▶ _Soal a_:
Salin lagi tanpa diubah baris-baris catatan, mulai dari baris pertama catatan sampai baris yang memuat "POLYGON ((140 236, 133". Baris pertama dan baris terakhir itu ikut disalin.

▶ _Teks bacaan_:
☆ ☆ ☆ ☆ ☆ ☆ ☆
Pada proses pengadilan pajak, tidak dikenal asas praduga tidak bersalah seperti dalam pengadilan umum. Oleh karena itu, proses penagihan atas putusan pengadilan pajak sebelumnya akan tetap dilakukan oleh jaksa sampai ada putusan banding. Hal ini disampaikan oleh Anshari Ritonga selaku Ahli Pemerintah dalam sidang Pengujian materiil terhadap Undang-Undang Nomor 14 Tahun 2002 tentang UU Pengadilan Pajak, Undang-Undang Nomor 28 Tahun 2007 tentang Perubahan Ketiga atas Undang-Undang Nomor 6 Tahun 1983 tentang Ketentuan Umum dan UU Tata Cara Perpajakan, Undang-Undang Nomor 14 Tahun 1985 tentang UU Mahkamah Agung dan Undang-Undang Nomor 48 Tahun 2009 tentang UU Kekuasaan Kehakiman. Sidang ketiga perkara dengan Nomor 133/PUU-XIII/2015 ini digelar Mahkamah Konstitusi (MK) Pada Senin (18/4) di Ruang Sidang MK.
Dalam keterangannya, Anshari yang merupakan mantan Dirjen Pajak tersebut, menjelaskan dalam pengadilan pajak tidak berlaku asas praduga tak bersalah seperti pengadilan pada umumnya. Maka, lanjut Anshari, selama belum ada putusan banding, akan tetap ada penagihan dari jaksa dan pemohon harus tetap membayar pajak terutang.
☆ ☆ ☆ ☆ ☆ ☆ ☆
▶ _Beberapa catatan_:
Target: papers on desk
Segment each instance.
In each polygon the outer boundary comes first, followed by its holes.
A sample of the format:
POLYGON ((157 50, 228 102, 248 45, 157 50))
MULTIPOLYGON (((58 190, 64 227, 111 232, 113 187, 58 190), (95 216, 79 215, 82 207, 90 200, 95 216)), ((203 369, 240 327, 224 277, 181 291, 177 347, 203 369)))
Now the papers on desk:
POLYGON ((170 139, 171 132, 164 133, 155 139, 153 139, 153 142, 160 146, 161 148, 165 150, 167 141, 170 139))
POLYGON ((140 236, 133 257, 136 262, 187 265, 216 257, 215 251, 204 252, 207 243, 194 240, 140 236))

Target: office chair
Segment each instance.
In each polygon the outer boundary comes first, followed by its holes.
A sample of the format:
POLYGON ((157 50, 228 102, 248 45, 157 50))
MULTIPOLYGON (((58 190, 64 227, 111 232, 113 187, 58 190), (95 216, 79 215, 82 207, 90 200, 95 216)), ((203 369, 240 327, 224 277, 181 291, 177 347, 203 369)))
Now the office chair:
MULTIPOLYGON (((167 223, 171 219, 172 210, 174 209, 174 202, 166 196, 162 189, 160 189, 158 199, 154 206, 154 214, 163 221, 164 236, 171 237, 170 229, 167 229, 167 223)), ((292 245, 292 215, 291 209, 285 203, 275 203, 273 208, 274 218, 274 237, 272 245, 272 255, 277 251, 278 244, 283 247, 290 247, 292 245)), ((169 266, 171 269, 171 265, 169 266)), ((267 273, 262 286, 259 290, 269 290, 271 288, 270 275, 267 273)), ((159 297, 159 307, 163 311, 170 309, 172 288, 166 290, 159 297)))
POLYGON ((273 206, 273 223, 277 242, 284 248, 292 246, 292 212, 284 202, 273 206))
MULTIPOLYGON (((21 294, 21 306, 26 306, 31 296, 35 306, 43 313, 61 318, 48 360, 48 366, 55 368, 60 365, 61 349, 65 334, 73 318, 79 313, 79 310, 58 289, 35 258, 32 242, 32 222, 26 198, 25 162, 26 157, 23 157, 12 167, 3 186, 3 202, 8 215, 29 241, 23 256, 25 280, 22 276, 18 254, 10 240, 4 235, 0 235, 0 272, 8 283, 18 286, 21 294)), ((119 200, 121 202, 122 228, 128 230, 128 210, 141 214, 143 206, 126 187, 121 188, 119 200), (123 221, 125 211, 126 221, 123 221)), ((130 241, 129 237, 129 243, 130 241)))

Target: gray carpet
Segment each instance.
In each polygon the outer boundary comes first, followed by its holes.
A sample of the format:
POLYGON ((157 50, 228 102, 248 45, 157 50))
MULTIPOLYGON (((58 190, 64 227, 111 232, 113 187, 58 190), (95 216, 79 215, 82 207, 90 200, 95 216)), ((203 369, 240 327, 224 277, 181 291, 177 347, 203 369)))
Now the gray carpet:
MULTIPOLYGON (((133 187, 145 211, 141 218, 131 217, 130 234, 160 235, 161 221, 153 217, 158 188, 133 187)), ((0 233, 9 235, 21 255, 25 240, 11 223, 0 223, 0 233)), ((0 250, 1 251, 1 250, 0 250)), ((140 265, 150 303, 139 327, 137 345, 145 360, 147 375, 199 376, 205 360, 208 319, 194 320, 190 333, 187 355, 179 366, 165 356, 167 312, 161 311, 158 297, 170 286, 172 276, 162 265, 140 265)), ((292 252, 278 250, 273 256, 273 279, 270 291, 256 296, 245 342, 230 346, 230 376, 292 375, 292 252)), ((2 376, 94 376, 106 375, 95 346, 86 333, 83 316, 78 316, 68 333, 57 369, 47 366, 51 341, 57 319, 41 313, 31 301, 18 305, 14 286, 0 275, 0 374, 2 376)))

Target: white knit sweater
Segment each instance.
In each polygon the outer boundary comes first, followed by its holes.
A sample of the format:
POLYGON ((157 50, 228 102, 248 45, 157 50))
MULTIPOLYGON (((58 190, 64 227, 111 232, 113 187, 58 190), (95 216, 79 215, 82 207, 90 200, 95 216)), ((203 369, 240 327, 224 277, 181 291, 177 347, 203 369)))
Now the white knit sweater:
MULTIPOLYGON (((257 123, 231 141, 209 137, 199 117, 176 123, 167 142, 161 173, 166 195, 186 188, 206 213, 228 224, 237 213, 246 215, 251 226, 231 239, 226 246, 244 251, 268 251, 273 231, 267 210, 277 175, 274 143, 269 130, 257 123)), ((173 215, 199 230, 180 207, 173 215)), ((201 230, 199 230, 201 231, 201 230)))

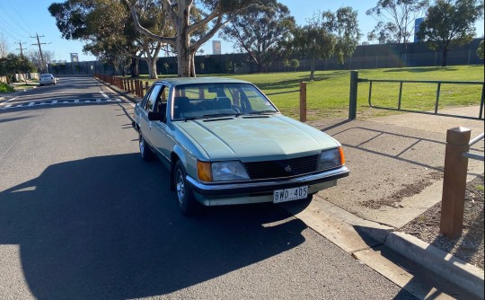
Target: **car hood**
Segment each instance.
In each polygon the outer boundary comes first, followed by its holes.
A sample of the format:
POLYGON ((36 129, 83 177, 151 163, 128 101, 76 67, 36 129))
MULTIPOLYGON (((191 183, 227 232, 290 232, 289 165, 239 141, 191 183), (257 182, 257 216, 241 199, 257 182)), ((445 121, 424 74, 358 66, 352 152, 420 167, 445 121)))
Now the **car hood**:
POLYGON ((211 160, 292 158, 340 146, 322 131, 282 115, 197 119, 176 126, 211 160))

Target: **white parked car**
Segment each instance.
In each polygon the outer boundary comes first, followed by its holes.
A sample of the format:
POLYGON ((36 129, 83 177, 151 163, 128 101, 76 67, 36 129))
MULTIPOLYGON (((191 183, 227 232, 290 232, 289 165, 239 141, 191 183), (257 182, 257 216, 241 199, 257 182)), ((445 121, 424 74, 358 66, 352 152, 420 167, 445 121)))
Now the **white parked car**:
POLYGON ((39 81, 39 85, 56 84, 57 83, 57 79, 52 74, 42 74, 39 81))

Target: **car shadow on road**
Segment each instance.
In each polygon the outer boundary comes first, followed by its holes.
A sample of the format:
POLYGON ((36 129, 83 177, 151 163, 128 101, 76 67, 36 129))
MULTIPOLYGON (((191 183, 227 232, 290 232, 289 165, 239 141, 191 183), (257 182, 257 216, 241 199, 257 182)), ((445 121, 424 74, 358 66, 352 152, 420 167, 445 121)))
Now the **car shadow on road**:
POLYGON ((137 154, 53 164, 0 192, 0 244, 20 245, 36 298, 119 299, 172 293, 304 242, 304 224, 269 206, 185 217, 168 176, 137 154))

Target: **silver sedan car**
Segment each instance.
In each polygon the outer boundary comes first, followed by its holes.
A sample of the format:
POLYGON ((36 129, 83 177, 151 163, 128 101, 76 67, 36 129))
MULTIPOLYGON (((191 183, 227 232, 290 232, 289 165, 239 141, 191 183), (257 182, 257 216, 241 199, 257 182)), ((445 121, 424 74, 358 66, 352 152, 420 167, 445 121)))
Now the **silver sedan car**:
POLYGON ((47 84, 57 84, 57 79, 54 77, 52 74, 42 74, 40 75, 40 80, 39 81, 39 85, 47 85, 47 84))

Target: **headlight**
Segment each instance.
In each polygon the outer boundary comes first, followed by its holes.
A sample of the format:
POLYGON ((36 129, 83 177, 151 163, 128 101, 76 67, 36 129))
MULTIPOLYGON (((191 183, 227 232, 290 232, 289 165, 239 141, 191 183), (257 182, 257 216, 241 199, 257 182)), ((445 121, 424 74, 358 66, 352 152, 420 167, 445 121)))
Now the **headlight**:
POLYGON ((319 170, 335 168, 345 163, 342 147, 322 151, 320 154, 319 170))
POLYGON ((198 179, 203 181, 228 181, 250 179, 241 162, 197 162, 198 179))

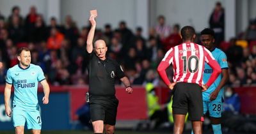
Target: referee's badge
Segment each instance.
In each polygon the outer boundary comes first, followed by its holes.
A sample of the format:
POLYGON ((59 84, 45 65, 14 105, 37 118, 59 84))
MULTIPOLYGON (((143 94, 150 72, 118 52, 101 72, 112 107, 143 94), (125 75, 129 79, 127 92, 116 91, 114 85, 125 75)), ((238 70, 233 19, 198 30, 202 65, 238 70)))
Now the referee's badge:
POLYGON ((111 71, 111 73, 110 73, 110 76, 111 77, 111 78, 114 78, 115 77, 115 72, 114 72, 114 71, 111 71))

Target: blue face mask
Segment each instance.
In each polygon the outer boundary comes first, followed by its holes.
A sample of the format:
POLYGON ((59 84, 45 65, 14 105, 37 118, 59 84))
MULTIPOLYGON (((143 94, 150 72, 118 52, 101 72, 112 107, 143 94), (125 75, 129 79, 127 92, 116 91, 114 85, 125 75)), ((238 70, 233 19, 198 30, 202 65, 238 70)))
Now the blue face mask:
POLYGON ((226 96, 226 97, 230 97, 232 96, 232 93, 230 91, 226 91, 225 93, 225 96, 226 96))

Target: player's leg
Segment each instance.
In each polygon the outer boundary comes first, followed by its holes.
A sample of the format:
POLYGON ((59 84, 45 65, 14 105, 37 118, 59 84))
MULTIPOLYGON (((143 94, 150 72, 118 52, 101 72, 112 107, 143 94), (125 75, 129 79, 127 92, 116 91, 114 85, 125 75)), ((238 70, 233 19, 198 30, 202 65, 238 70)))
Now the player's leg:
POLYGON ((196 84, 189 84, 188 112, 189 119, 192 121, 195 134, 202 133, 204 121, 204 107, 201 87, 196 84))
POLYGON ((94 133, 103 133, 104 123, 103 120, 98 120, 92 122, 94 133))
POLYGON ((41 130, 32 130, 31 132, 33 134, 40 134, 41 130))
POLYGON ((115 125, 116 121, 117 107, 119 101, 114 98, 109 98, 106 105, 108 108, 105 114, 105 130, 107 134, 113 134, 115 133, 115 125))
POLYGON ((203 122, 202 121, 192 121, 192 129, 193 133, 195 134, 203 133, 202 129, 202 125, 203 125, 203 122))
POLYGON ((14 107, 12 111, 13 126, 15 128, 16 134, 24 134, 26 115, 24 110, 14 107))
MULTIPOLYGON (((209 101, 203 101, 203 106, 204 106, 204 115, 205 115, 206 112, 208 111, 209 109, 209 101)), ((193 132, 193 129, 191 130, 191 134, 194 134, 193 132)))
POLYGON ((103 106, 92 103, 91 101, 90 102, 90 116, 92 122, 94 133, 102 133, 104 121, 105 119, 105 110, 103 106))
POLYGON ((178 82, 174 86, 173 92, 173 116, 174 119, 173 133, 182 133, 186 115, 188 113, 187 83, 178 82))
POLYGON ((221 100, 213 100, 209 103, 209 115, 214 134, 221 134, 221 117, 222 102, 221 100))
POLYGON ((24 134, 24 126, 16 126, 15 133, 16 134, 24 134))
POLYGON ((31 130, 33 134, 40 134, 42 119, 39 110, 26 112, 28 130, 31 130))
POLYGON ((173 114, 174 119, 174 134, 181 134, 185 124, 186 114, 173 114))

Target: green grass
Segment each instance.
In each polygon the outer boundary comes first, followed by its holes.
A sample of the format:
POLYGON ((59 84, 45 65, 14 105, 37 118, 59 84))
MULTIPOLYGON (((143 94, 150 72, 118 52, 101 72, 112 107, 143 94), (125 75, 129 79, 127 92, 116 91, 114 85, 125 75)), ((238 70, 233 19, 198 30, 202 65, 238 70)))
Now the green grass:
MULTIPOLYGON (((15 133, 13 131, 0 131, 0 134, 12 134, 15 133)), ((25 133, 31 133, 29 131, 26 131, 25 133)), ((93 131, 42 131, 41 134, 93 134, 93 131)), ((168 132, 141 132, 141 131, 121 131, 116 130, 115 133, 120 134, 167 134, 170 133, 168 132)))

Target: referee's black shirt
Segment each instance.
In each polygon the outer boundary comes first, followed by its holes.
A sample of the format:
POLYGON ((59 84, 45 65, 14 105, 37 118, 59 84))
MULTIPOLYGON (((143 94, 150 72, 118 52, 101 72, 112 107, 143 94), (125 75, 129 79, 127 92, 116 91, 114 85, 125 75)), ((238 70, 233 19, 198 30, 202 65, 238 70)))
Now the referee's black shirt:
POLYGON ((115 79, 125 75, 116 61, 107 57, 102 61, 94 52, 89 60, 89 93, 92 96, 114 96, 115 79))

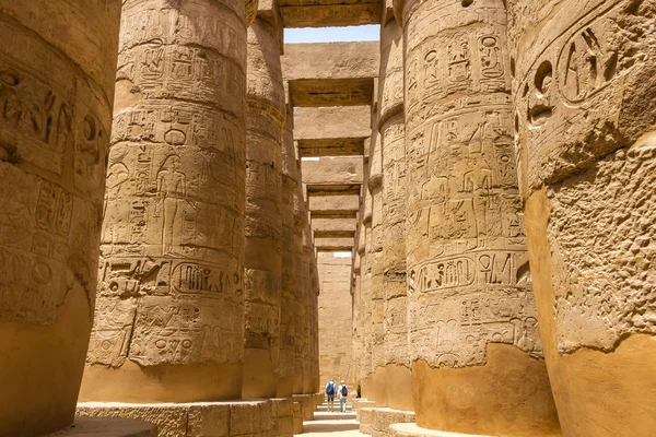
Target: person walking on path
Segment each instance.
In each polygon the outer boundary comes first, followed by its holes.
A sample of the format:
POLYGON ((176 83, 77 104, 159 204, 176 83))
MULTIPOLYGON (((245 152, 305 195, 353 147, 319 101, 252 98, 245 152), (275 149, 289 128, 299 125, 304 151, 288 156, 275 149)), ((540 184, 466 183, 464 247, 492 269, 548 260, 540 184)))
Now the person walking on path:
POLYGON ((349 395, 349 389, 347 388, 347 385, 344 383, 344 380, 342 379, 341 385, 339 386, 339 389, 337 389, 338 393, 339 393, 339 406, 342 413, 347 412, 347 397, 349 395))
POLYGON ((335 411, 335 392, 337 391, 337 386, 335 385, 335 379, 330 379, 326 385, 326 395, 328 397, 328 411, 335 411))

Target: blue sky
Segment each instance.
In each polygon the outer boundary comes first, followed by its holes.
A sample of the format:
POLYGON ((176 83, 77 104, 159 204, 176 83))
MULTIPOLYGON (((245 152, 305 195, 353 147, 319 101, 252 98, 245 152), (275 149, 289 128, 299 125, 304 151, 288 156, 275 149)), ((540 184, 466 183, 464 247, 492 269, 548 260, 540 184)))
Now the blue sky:
POLYGON ((285 44, 293 43, 333 43, 349 40, 378 40, 380 26, 350 26, 350 27, 304 27, 285 28, 285 44))

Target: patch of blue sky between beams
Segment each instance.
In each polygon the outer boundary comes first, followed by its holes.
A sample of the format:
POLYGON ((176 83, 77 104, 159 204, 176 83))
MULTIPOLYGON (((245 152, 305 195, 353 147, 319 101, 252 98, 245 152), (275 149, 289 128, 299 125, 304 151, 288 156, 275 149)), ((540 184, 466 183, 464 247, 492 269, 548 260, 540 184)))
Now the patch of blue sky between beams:
POLYGON ((359 40, 380 40, 380 26, 377 24, 370 24, 348 27, 303 27, 284 29, 285 44, 359 40))

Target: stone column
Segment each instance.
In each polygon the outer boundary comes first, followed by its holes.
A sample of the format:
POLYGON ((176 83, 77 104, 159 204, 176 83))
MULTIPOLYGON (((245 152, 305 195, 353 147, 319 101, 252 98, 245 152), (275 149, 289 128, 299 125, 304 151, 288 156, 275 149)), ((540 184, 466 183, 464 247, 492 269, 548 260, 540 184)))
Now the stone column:
POLYGON ((364 174, 362 181, 362 224, 361 224, 361 271, 362 276, 362 359, 360 380, 362 381, 363 397, 373 400, 375 391, 372 383, 372 198, 368 190, 370 164, 368 157, 364 158, 364 174))
POLYGON ((367 241, 367 259, 371 269, 370 300, 372 309, 371 347, 372 367, 370 392, 376 406, 387 406, 385 377, 385 262, 383 259, 383 151, 378 133, 378 114, 372 117, 373 129, 370 150, 370 176, 367 189, 371 194, 371 239, 367 241))
POLYGON ((248 27, 244 398, 278 390, 286 116, 279 33, 263 14, 248 27))
POLYGON ((301 165, 296 160, 296 174, 298 175, 298 185, 294 196, 294 394, 303 394, 303 361, 305 351, 303 341, 305 335, 306 314, 306 290, 305 290, 305 263, 303 262, 303 238, 305 227, 307 226, 307 212, 305 209, 305 199, 303 197, 303 178, 301 165))
POLYGON ((294 150, 293 111, 286 111, 286 128, 282 147, 282 295, 280 298, 280 371, 279 398, 294 393, 294 309, 295 235, 294 196, 297 186, 296 152, 294 150))
POLYGON ((508 4, 519 185, 563 435, 652 435, 656 4, 508 4))
MULTIPOLYGON (((305 206, 305 203, 304 203, 305 206)), ((305 208, 305 211, 307 209, 305 208)), ((306 212, 307 214, 307 212, 306 212)), ((314 263, 314 245, 312 240, 312 227, 309 220, 303 233, 303 306, 304 320, 302 330, 303 344, 303 394, 312 393, 312 300, 315 296, 312 288, 312 271, 314 263)))
POLYGON ((0 435, 73 422, 93 322, 120 1, 0 0, 0 435))
POLYGON ((408 354, 406 286, 406 120, 403 117, 403 36, 388 11, 380 32, 380 143, 383 154, 383 263, 385 385, 388 405, 413 410, 408 354), (391 393, 394 393, 391 395, 391 393))
POLYGON ((243 1, 122 2, 82 400, 241 397, 245 68, 243 1))
POLYGON ((407 1, 409 342, 417 424, 558 433, 513 154, 502 0, 407 1))

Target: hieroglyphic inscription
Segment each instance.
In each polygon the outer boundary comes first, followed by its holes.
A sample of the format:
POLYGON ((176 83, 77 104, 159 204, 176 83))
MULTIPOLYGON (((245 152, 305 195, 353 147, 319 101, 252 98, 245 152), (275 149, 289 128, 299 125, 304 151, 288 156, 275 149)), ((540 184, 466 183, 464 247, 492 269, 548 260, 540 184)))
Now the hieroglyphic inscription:
POLYGON ((110 110, 39 38, 0 39, 0 319, 51 324, 73 287, 93 307, 110 110))
POLYGON ((406 103, 409 341, 411 358, 434 367, 483 365, 491 342, 542 353, 503 5, 460 3, 421 3, 408 23, 418 74, 406 103))
POLYGON ((239 13, 212 2, 124 3, 92 364, 242 359, 239 13))

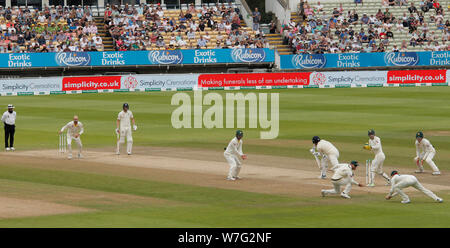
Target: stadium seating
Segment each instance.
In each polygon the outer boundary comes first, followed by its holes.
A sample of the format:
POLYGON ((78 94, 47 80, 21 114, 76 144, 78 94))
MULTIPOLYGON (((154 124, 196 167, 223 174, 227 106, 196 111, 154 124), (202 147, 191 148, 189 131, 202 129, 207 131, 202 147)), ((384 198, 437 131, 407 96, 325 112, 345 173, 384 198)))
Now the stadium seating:
POLYGON ((239 13, 233 5, 194 6, 191 4, 188 6, 183 4, 181 10, 167 10, 159 5, 145 5, 144 8, 137 5, 135 10, 129 11, 128 16, 131 16, 129 19, 125 12, 127 9, 132 9, 131 7, 121 6, 120 10, 115 12, 116 14, 110 12, 113 9, 117 7, 112 6, 106 9, 105 26, 113 38, 115 50, 263 48, 268 46, 264 34, 247 27, 239 18, 239 13), (131 14, 134 11, 136 14, 131 14), (186 18, 185 15, 188 14, 192 17, 186 18), (133 19, 136 20, 136 25, 123 25, 124 22, 134 22, 133 19), (191 20, 196 24, 193 29, 191 20), (209 21, 211 21, 210 25, 207 24, 209 21), (205 25, 204 28, 199 27, 201 23, 205 25), (220 23, 223 24, 222 27, 219 27, 220 23), (181 26, 184 28, 180 28, 181 26), (194 32, 190 32, 191 29, 194 32))
MULTIPOLYGON (((322 11, 319 12, 317 11, 317 6, 318 6, 318 1, 309 1, 307 2, 309 4, 309 6, 314 10, 314 14, 313 19, 317 20, 317 19, 321 19, 322 15, 324 15, 323 13, 325 13, 325 16, 328 19, 331 17, 332 12, 334 11, 334 9, 336 8, 338 11, 340 9, 343 9, 343 15, 344 17, 348 20, 348 12, 350 11, 351 13, 353 11, 355 11, 355 13, 358 14, 358 22, 357 23, 353 23, 348 25, 348 27, 346 28, 341 28, 340 31, 344 31, 345 29, 350 30, 352 29, 356 34, 358 34, 359 32, 361 32, 361 29, 364 29, 365 34, 367 34, 370 25, 369 24, 363 24, 361 23, 361 18, 363 17, 364 14, 366 14, 369 18, 371 15, 376 16, 377 12, 379 10, 381 10, 382 13, 386 12, 386 9, 388 9, 388 11, 390 13, 392 13, 392 15, 395 17, 395 21, 394 24, 392 25, 392 27, 390 27, 390 30, 393 34, 392 38, 388 38, 388 41, 383 41, 382 37, 375 39, 376 41, 376 47, 379 48, 380 43, 384 43, 384 51, 386 52, 390 52, 390 51, 394 51, 394 50, 399 50, 399 51, 423 51, 423 50, 449 50, 448 46, 450 45, 449 43, 449 38, 450 38, 450 32, 449 32, 449 23, 448 23, 448 6, 449 6, 449 1, 448 0, 440 0, 439 3, 442 6, 443 9, 443 14, 442 14, 442 23, 436 22, 434 21, 432 18, 435 18, 436 15, 436 11, 434 9, 430 9, 428 12, 423 13, 423 11, 420 8, 420 1, 419 0, 409 0, 406 1, 406 5, 403 6, 385 6, 382 5, 382 0, 363 0, 363 4, 355 4, 355 1, 353 0, 342 0, 339 2, 330 2, 330 1, 322 1, 320 2, 320 5, 322 5, 322 11), (423 24, 419 24, 417 26, 417 31, 414 32, 410 32, 409 28, 405 27, 405 28, 397 28, 396 27, 396 22, 397 20, 402 20, 403 15, 405 14, 406 17, 410 17, 410 12, 408 10, 408 8, 410 7, 410 4, 414 3, 415 7, 417 8, 418 12, 422 12, 423 13, 423 23, 426 23, 426 25, 423 24), (447 22, 447 23, 446 23, 447 22), (415 35, 417 35, 418 37, 421 37, 421 35, 423 34, 423 29, 425 27, 428 27, 428 35, 427 38, 432 38, 433 41, 428 43, 428 41, 425 41, 423 43, 420 42, 411 42, 412 37, 415 37, 415 35), (434 37, 434 38, 433 38, 434 37), (434 43, 434 42, 437 43, 434 43), (403 46, 403 47, 402 47, 403 46), (396 48, 396 49, 394 49, 396 48)), ((416 13, 413 14, 413 16, 417 16, 416 13)), ((292 13, 292 22, 295 24, 301 24, 301 26, 306 26, 308 25, 307 22, 303 22, 301 20, 301 17, 299 15, 299 12, 296 13, 292 13)), ((402 22, 402 21, 401 21, 402 22)), ((295 25, 294 24, 294 25, 295 25)), ((376 25, 372 25, 373 29, 376 29, 376 25)), ((387 31, 387 26, 384 26, 385 30, 387 31)), ((293 33, 295 32, 289 32, 288 29, 292 30, 292 24, 286 24, 285 25, 285 30, 284 30, 284 35, 285 36, 293 36, 293 33), (291 26, 291 28, 289 27, 291 26)), ((330 28, 330 33, 332 34, 332 39, 331 41, 335 41, 335 42, 339 42, 338 39, 338 35, 336 34, 336 30, 339 28, 336 27, 331 27, 330 28)), ((426 29, 426 28, 425 28, 426 29)), ((381 33, 381 29, 379 30, 379 33, 381 33)), ((302 37, 303 40, 306 41, 311 41, 313 40, 314 34, 312 34, 311 32, 309 32, 308 34, 306 34, 305 36, 302 37), (305 38, 306 37, 306 38, 305 38)), ((289 42, 292 42, 292 37, 289 39, 289 42)), ((355 42, 351 42, 350 44, 354 44, 355 42)), ((291 43, 290 43, 291 44, 291 43)), ((367 46, 367 43, 362 42, 362 48, 364 49, 367 46)), ((295 44, 293 44, 293 46, 295 46, 295 44)), ((307 53, 313 53, 313 51, 309 50, 308 48, 302 48, 300 46, 300 51, 299 52, 307 52, 307 53)), ((345 52, 352 52, 352 51, 358 51, 360 49, 358 49, 358 46, 356 46, 356 48, 352 48, 349 50, 345 50, 345 52)), ((378 50, 378 51, 382 51, 382 50, 378 50)), ((294 48, 295 51, 295 48, 294 48)), ((364 50, 363 50, 364 51, 364 50)), ((330 51, 328 51, 330 52, 330 51)), ((339 49, 339 51, 334 51, 334 52, 342 52, 342 50, 339 49)))
MULTIPOLYGON (((163 49, 211 49, 234 47, 268 47, 264 34, 247 27, 239 18, 235 4, 181 5, 181 9, 167 9, 165 5, 121 5, 121 6, 49 6, 42 11, 26 7, 0 8, 0 52, 61 52, 61 51, 108 51, 108 50, 163 50, 163 49), (147 12, 148 8, 160 8, 158 18, 156 10, 147 12), (136 25, 129 29, 123 23, 113 23, 108 17, 112 9, 123 21, 136 20, 136 25), (124 10, 129 10, 125 13, 124 10), (213 10, 210 18, 203 14, 213 10), (138 12, 135 16, 133 12, 138 12), (208 19, 214 22, 202 30, 197 30, 188 37, 189 20, 180 20, 181 13, 192 14, 192 20, 200 23, 208 19), (203 13, 202 13, 203 12, 203 13), (227 14, 223 14, 223 13, 227 14), (105 13, 107 13, 105 17, 105 13), (235 17, 236 16, 236 17, 235 17), (164 19, 176 22, 173 29, 164 29, 164 19), (233 19, 236 18, 236 19, 233 19), (229 24, 218 28, 218 23, 229 24), (174 32, 180 23, 186 23, 187 30, 174 32), (236 23, 236 25, 231 25, 236 23), (156 30, 152 27, 157 25, 156 30), (230 30, 232 27, 232 30, 230 30), (115 28, 120 35, 113 34, 115 28), (126 30, 125 30, 126 29, 126 30), (130 30, 134 30, 130 32, 130 30), (26 32, 29 31, 29 32, 26 32), (127 31, 127 32, 125 32, 127 31), (236 33, 238 31, 238 33, 236 33), (155 40, 153 36, 156 36, 155 40), (199 46, 201 37, 205 44, 199 46), (153 39, 152 39, 153 38, 153 39), (174 42, 182 39, 183 42, 174 42), (156 42, 158 41, 159 42, 156 42), (164 41, 164 42, 162 42, 164 41), (238 41, 238 42, 237 42, 238 41), (117 44, 119 43, 119 45, 117 44), (161 45, 163 43, 164 45, 161 45)), ((203 41, 202 41, 203 42, 203 41)))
☆ ☆ ☆ ☆ ☆ ☆ ☆
▶ _Soal b_:
Sebutkan semua undang-undang yang disebut dalam teks tentang sidang pengadilan pajak, lengkap dengan nomor dan tahunnya.

▶ _Jawaban yang diharapkan a_:
Target: papers on desk
Segment each instance.
In each polygon the outer boundary comes first, followed by its holes.
A sample of the format:
POLYGON ((157 50, 228 102, 248 45, 157 50))
MULTIPOLYGON (((58 190, 64 227, 111 232, 113 187, 58 190), (95 216, 79 215, 82 207, 90 200, 95 216)), ((203 369, 240 327, 224 277, 181 291, 177 347, 203 369)))
Now the papers on desk:
POLYGON ((170 139, 171 132, 164 133, 155 139, 153 139, 153 142, 160 146, 161 148, 165 150, 167 141, 170 139))
POLYGON ((140 236, 133 257, 136 262, 187 265, 216 257, 215 251, 204 252, 207 243, 194 240, 140 236))

▶ _Jawaban yang diharapkan b_:
- Undang-Undang Nomor 14 Tahun 2002 tentang UU Pengadilan Pajak
- Undang-Undang Nomor 28 Tahun 2007 tentang Perubahan Ketiga atas Undang-Undang Nomor 6 Tahun 1983
- Undang-Undang Nomor 6 Tahun 1983 tentang Ketentuan Umum dan UU Tata Cara Perpajakan
- Undang-Undang Nomor 14 Tahun 1985 tentang UU Mahkamah Agung
- Undang-Undang Nomor 48 Tahun 2009 tentang UU Kekuasaan Kehakiman